* [PAGE EXTRACT]
((
Uitvoeringstoets bevolkingsonderzoek naar darmkanker : Opsporing van darmkanker in praktijk gebracht


The introduction and implementation of nationwide population screening for bowel cancer in the Netherlands is certainly feasible. However, the population screening programme will require effective preparation and a phased introduction if the associated quality requirements are to be guaranteed. The same applies to the need for sufficient capacity to carry out any follow-up tests that may be required. This emerged from a so-called feasibility study into this population screening programme, carried out by the National Institute for Public Health and the Environment (RIVM). The Minister of Health, Welfare and Sport will use this study in reaching a decision on whether to proceed with the introduction of this population screening programme. A population screening programme for bowel cancer is cost effective, and can ultimately prevent 2400 deaths from this disease each year. Once a decision on the introduction has been made, the preparation of this population screening programme will involve at least two years.

The population screening programme is intended for individuals between 55 and 75 years of age (4.4 million people). The screening organisations contact these individuals every two years, and invite them to participate in the population screening programme. Home testing kits (iFOBT) are sent to the home addresses. After use, these kits are sent off for analysis. Those whose tests produce an abnormal result will be referred for further diagnosis (colonoscopy) and, if necessary, treatment.

The feasibility study was set up in cooperation with the relevant professional groups, patient organisations, the screening organisations, and other stakeholders. The introduction of screening enjoys broad support among these stakeholders.

Part of the feasibility study was to determine which preparatory activities should be carried out, and under what conditions. This study describes the guidelines and quality requirements that are needed, and how the quality of the programme can be monitored. Measures are proposed to compensate for the calculated capacity shortfalls, such as a shifting in the allocation of responsibilities and an efficient colonoscopy procedure. Steps must be taken to avoid long waiting lists for colonoscopy and subsequent treatment. If necessary, the phased introduction can be modified to this end. Appropriate consideration should also be given to communication, both in a general sense during the introduction of the population screening programme and, more specifically, with participants (concerning the programme's purpose and usefulness, and the processes involved). In addition, details of the major implementation activities are provided, together with a forecast of costs.
))
* [QUESTIONS TO ANSWER]
1. Retype the part of the bowel cancer screening summary starting at "The population screening programme is" and ending at "if necessary, treatment.".
2. Answer these questions from the bowel cancer screening summary:
(a) Which organization carried out the feasibility study?
(b) How many deaths from bowel cancer each year can the screening program ultimately prevent?
(c) What age range is the screening program intended for?

* [ENTRIES PROVIDED]
((
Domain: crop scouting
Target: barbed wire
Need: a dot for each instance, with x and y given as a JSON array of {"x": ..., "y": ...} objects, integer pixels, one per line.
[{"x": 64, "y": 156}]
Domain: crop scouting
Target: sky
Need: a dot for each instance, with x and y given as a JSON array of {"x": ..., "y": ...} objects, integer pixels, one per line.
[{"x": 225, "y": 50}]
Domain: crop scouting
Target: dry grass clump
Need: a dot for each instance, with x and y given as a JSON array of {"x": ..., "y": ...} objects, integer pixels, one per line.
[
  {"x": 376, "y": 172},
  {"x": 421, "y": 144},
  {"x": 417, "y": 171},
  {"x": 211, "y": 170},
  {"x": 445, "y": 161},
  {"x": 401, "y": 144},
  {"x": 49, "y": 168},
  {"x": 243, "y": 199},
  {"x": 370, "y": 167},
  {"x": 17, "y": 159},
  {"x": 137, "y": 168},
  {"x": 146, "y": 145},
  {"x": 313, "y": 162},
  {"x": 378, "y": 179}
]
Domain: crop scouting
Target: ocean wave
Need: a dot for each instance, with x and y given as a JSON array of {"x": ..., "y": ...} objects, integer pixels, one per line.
))
* [SOLUTIONS BY TASK]
1.
The population screening programme is intended for individuals between 55 and 75 years of age (4.4 million people). The screening organisations contact these individuals every two years, and invite them to participate in the population screening programme. Home testing kits (iFOBT) are sent to the home addresses. After use, these kits are sent off for analysis. Those whose tests produce an abnormal result will be referred for further diagnosis (colonoscopy) and, if necessary, treatment.

2.
(a) The National Institute for Public Health and the Environment (RIVM)
(b) 2400
(c) Between 55 and 75 years of age